→ Work required
Copy all the rows below in full, requests included, and shift every number in their results up by 19, covering both the viewBox values and the path coordinates.

== Listing

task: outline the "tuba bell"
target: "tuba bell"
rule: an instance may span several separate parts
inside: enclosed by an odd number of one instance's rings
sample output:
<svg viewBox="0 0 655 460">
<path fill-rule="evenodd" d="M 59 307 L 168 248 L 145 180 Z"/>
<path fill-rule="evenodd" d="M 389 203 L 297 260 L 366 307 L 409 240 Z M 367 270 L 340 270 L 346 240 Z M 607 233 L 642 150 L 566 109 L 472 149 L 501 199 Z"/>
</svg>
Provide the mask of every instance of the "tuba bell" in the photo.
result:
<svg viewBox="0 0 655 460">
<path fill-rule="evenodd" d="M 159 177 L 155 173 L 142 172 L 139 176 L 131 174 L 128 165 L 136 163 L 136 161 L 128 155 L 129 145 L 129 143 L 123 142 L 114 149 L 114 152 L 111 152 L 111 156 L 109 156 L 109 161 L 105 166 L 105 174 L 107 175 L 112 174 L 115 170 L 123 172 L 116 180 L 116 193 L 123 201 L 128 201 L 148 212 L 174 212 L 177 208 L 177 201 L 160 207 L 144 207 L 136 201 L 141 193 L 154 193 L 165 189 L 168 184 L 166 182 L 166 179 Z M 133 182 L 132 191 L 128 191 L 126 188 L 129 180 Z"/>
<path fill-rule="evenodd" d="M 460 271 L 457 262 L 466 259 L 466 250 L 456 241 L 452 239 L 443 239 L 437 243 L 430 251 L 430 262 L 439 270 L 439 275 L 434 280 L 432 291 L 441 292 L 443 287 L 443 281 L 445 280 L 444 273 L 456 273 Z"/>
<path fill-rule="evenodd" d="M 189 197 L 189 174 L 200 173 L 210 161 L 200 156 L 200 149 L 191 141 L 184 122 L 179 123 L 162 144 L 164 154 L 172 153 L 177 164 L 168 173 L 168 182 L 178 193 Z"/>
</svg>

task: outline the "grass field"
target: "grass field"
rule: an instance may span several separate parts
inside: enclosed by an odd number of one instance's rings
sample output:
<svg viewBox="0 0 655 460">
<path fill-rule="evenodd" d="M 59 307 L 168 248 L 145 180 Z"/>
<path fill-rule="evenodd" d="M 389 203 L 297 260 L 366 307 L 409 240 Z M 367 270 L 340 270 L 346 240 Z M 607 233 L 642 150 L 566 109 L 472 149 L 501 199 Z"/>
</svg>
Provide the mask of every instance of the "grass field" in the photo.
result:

====

→ Exercise answer
task: outline the "tuba bell"
target: "tuba bell"
rule: an instance may span several separate parts
inside: enclosed by an odd number of one instance's rings
sample output:
<svg viewBox="0 0 655 460">
<path fill-rule="evenodd" d="M 59 307 L 168 248 L 145 180 Z"/>
<path fill-rule="evenodd" d="M 389 203 L 297 260 L 366 307 L 409 240 Z M 367 270 L 340 270 L 346 240 Z M 607 233 L 642 150 L 566 109 L 472 149 L 501 199 Z"/>
</svg>
Provide the mask of every instance of the "tuba bell" in the photo.
result:
<svg viewBox="19 19 674 479">
<path fill-rule="evenodd" d="M 178 196 L 174 192 L 161 191 L 158 195 L 150 193 L 147 184 L 155 182 L 155 180 L 147 174 L 148 164 L 148 162 L 142 161 L 133 168 L 133 171 L 130 171 L 130 175 L 128 175 L 128 180 L 124 185 L 124 193 L 126 194 L 131 193 L 134 189 L 142 191 L 135 199 L 135 212 L 142 220 L 147 220 L 167 231 L 193 231 L 196 227 L 196 220 L 179 226 L 163 226 L 155 220 L 160 212 L 173 212 L 184 208 L 187 203 L 185 201 L 185 198 Z M 152 201 L 151 210 L 147 210 L 145 207 L 148 199 Z"/>
<path fill-rule="evenodd" d="M 479 290 L 476 281 L 485 278 L 485 269 L 475 260 L 471 258 L 462 258 L 456 262 L 449 270 L 449 281 L 458 289 L 458 294 L 453 299 L 451 310 L 460 311 L 462 306 L 462 300 L 464 299 L 463 292 L 475 292 Z"/>
<path fill-rule="evenodd" d="M 208 216 L 208 193 L 219 192 L 229 180 L 219 175 L 219 168 L 210 160 L 203 141 L 198 142 L 181 163 L 183 173 L 191 172 L 196 183 L 187 192 L 187 201 L 197 212 Z"/>
</svg>

task: outline the "grass field"
target: "grass field"
rule: an instance may span several separate parts
inside: enclosed by an odd number of one instance's rings
sample output:
<svg viewBox="0 0 655 460">
<path fill-rule="evenodd" d="M 59 307 L 168 248 L 145 180 Z"/>
<path fill-rule="evenodd" d="M 389 203 L 297 260 L 366 307 L 409 240 Z M 367 270 L 340 270 L 346 240 Z M 607 233 L 642 150 L 566 109 L 472 149 L 501 199 Z"/>
</svg>
Provide the mask of every instance of the "grass field" in the photo.
result:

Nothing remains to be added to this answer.